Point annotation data

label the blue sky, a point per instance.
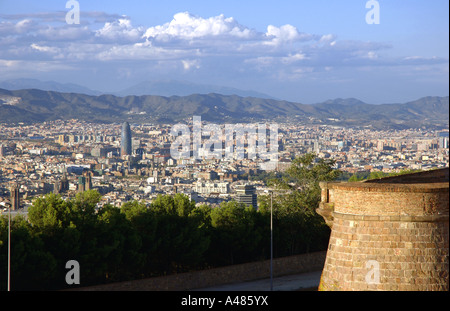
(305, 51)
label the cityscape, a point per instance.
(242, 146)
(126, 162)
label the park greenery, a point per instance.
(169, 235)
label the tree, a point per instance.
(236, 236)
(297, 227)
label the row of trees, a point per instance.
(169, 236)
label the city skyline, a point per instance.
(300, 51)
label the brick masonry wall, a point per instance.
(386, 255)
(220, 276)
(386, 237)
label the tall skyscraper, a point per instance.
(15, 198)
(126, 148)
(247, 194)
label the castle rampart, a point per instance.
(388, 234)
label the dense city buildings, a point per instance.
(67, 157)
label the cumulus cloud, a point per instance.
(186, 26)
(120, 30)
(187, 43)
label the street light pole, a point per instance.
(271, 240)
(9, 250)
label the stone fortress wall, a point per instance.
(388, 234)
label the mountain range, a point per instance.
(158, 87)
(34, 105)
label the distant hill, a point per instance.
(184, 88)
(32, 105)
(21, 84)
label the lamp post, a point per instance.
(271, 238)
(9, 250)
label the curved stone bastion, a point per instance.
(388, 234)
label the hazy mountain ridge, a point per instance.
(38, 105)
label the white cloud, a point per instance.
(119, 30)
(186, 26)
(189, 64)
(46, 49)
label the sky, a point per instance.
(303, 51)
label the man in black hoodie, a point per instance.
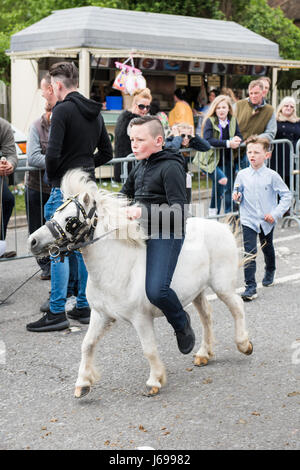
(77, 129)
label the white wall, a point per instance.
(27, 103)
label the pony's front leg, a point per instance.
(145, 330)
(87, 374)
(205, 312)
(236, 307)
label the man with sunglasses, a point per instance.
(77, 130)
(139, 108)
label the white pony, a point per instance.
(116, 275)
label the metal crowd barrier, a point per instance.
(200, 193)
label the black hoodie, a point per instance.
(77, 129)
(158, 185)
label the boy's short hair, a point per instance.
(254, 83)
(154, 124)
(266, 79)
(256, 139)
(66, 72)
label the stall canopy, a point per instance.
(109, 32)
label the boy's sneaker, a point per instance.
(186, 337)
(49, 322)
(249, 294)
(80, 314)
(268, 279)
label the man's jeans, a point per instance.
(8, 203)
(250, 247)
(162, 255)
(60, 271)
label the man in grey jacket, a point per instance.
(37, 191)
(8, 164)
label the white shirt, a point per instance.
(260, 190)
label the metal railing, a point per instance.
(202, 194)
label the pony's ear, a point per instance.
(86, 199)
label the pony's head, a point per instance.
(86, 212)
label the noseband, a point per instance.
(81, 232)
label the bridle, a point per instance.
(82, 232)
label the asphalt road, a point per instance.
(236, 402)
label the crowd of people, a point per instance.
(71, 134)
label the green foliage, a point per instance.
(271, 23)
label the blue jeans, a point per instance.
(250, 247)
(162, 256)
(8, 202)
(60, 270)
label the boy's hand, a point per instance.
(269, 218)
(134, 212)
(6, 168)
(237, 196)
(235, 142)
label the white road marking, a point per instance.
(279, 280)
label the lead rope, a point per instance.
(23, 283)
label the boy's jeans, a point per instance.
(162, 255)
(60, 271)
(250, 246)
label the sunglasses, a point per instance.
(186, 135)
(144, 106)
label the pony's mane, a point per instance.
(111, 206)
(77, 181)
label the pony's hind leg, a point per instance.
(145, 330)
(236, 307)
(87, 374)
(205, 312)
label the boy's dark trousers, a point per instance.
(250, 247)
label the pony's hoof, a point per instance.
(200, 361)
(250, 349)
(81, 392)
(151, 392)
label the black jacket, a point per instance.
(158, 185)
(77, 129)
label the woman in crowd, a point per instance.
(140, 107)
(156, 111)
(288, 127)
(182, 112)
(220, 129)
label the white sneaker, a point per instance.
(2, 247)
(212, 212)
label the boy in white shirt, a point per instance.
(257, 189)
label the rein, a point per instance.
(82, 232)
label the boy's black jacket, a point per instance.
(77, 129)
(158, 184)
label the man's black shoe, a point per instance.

PROBLEM DETAILS | Turn every line of the listing above into a numbered list, skipping blank lines and leaving out the pictures.

RESULT |
1. label the blue sky, a point per instance.
2. (305, 51)
3. label the cityscape, a point per instance.
4. (242, 146)
5. (126, 162)
6. label the park greenery, a point per instance.
7. (169, 235)
8. label the tree, a point per instance.
9. (236, 236)
10. (297, 227)
11. label the row of trees, a point per instance.
12. (169, 236)
13. label the city skyline, a point per instance.
14. (300, 51)
15. label the brick masonry wall, a point per instance.
16. (386, 255)
17. (220, 276)
18. (386, 237)
19. label the tall skyscraper, a point per instance.
20. (15, 198)
21. (126, 148)
22. (247, 194)
23. label the castle rampart, a point per instance.
24. (388, 234)
25. label the dense city buildings, a point per instance.
26. (67, 157)
27. label the cumulus cloud, a point per instance.
28. (186, 26)
29. (120, 30)
30. (187, 43)
31. label the street light pole, a point per instance.
32. (271, 240)
33. (9, 250)
34. label the stone fortress wall, a point per instance.
35. (388, 234)
36. label the mountain range, a point per instance.
37. (158, 87)
38. (34, 105)
39. label the distant hill, a point per instance.
40. (184, 88)
41. (32, 105)
42. (21, 84)
43. label the lamp post, a point per instance.
44. (271, 238)
45. (9, 250)
46. label the curved stone bastion, a point per instance.
47. (388, 234)
48. label the hazy mountain ridge, a point per instance.
49. (38, 105)
50. label the white cloud, a point per instance.
51. (119, 30)
52. (186, 26)
53. (189, 64)
54. (46, 49)
55. label the sky, a point per instance.
56. (303, 51)
57. label the man in black hoodie, a point per instance.
58. (77, 129)
59. label the white wall, a point per instance.
60. (27, 103)
61. label the pony's front leg, a point per instance.
62. (145, 330)
63. (87, 374)
64. (205, 312)
65. (236, 307)
66. label the man with sunglasses, a point per instance.
67. (77, 130)
68. (139, 108)
69. label the white pony, a point per instance.
70. (116, 275)
71. label the metal crowd barrier, a point per instance.
72. (200, 193)
73. label the black hoodie, a point per instance.
74. (77, 129)
75. (158, 185)
76. label the boy's short hair, a point per instance.
77. (254, 83)
78. (154, 124)
79. (266, 79)
80. (256, 139)
81. (66, 72)
82. label the stall canopy, a point per instance.
83. (109, 32)
84. label the boy's sneaker, a point per instance.
85. (186, 337)
86. (49, 322)
87. (249, 294)
88. (80, 314)
89. (268, 279)
90. label the man's jeans, a point per instance.
91. (8, 203)
92. (250, 247)
93. (162, 255)
94. (60, 271)
95. label the man in grey jacket, a point per instance.
96. (37, 191)
97. (8, 164)
98. label the white shirt, a point per instance.
99. (260, 190)
100. label the metal railing, a point per instance.
101. (202, 194)
102. label the pony's ear, a point per instance.
103. (86, 199)
104. label the pony's head, a point per instance.
105. (86, 212)
106. label the noseband, a point per instance.
107. (81, 232)
108. label the bridle, a point per instance.
109. (82, 232)
110. label the asphalt road, a point per instance.
111. (236, 402)
112. label the crowd of people, a point per instance.
113. (71, 134)
114. label the green foliage, a point per instance.
115. (271, 23)
116. label the blue jeans, a point per instance.
117. (250, 247)
118. (162, 256)
119. (8, 202)
120. (60, 270)
121. label the boy's hand, a point per instance.
122. (269, 218)
123. (134, 212)
124. (6, 168)
125. (237, 196)
126. (235, 142)
127. label the white road marking, a point per instance.
128. (279, 280)
129. label the lead rope, a point per instance.
130. (23, 283)
131. label the boy's jeans, a point per instance.
132. (162, 255)
133. (60, 271)
134. (250, 246)
135. label the sunglasses, a point per instance.
136. (186, 135)
137. (144, 106)
138. label the pony's mane, a point per instance.
139. (111, 206)
140. (77, 181)
141. label the pony's hind leg, a point per instance.
142. (145, 330)
143. (236, 307)
144. (87, 374)
145. (205, 312)
146. label the boy's dark trousers, a point per instance.
147. (250, 247)
148. label the pony's hoof, a point per instance.
149. (200, 361)
150. (250, 349)
151. (81, 392)
152. (151, 392)
153. label the black jacket, a point per instance.
154. (158, 185)
155. (77, 129)
156. label the woman in crowd, a point per instance.
157. (140, 107)
158. (156, 111)
159. (288, 127)
160. (182, 112)
161. (220, 129)
162. label the white sneaker, a point per instance.
163. (2, 247)
164. (212, 212)
165. label the boy in white shirt, a point per instance.
166. (257, 189)
167. label the rein, a point per instance.
168. (82, 232)
169. label the boy's black jacket, a point per instance.
170. (77, 129)
171. (158, 184)
172. label the man's black shoe, a point per instance.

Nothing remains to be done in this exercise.